#### [REQUIREMENT]
Reproduce the data below word for word, starting at the line that contains "Where in this photo can the bird's eye" and ending with the final line of the data.

#### [RECORDS SHOWN]
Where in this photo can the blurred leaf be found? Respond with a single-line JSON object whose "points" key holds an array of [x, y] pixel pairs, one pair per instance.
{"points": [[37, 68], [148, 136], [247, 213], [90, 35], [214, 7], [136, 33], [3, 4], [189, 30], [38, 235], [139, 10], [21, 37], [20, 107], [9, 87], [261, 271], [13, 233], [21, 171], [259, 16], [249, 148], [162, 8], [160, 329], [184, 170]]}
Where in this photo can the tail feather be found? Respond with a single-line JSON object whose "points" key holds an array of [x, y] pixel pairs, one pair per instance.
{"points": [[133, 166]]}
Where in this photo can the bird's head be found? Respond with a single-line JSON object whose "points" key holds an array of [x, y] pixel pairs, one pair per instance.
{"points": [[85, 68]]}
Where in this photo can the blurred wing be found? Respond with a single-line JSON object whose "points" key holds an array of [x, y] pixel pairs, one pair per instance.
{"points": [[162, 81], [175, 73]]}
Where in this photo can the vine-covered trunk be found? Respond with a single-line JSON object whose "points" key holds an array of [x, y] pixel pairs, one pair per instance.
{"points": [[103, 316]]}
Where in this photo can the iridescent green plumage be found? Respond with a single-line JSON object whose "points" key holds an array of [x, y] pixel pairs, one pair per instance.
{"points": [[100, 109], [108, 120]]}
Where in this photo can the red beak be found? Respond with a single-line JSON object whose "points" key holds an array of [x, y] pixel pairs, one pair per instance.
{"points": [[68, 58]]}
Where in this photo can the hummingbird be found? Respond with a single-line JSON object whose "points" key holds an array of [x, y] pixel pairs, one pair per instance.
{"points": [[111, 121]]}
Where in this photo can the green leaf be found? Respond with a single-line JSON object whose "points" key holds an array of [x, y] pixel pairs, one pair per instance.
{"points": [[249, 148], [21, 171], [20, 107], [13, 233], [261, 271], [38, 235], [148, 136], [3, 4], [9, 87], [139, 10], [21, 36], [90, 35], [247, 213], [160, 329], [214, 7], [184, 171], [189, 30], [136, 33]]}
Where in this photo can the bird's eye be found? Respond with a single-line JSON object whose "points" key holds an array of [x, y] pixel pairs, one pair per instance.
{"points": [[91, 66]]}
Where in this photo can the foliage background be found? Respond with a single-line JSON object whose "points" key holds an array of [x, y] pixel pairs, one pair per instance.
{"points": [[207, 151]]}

#### [WRITTEN REPLY]
Where in this photo can the bird's eye be found? Respond with a single-line JSON object whose "points" key holds an array of [x, y] pixel pairs, one pair per instance.
{"points": [[91, 66]]}
Where in this photo can the foliage background be found? Respond with a single-line JSON object whose "points" key holds an array of [x, y] pixel pairs, one pair per instance.
{"points": [[207, 151]]}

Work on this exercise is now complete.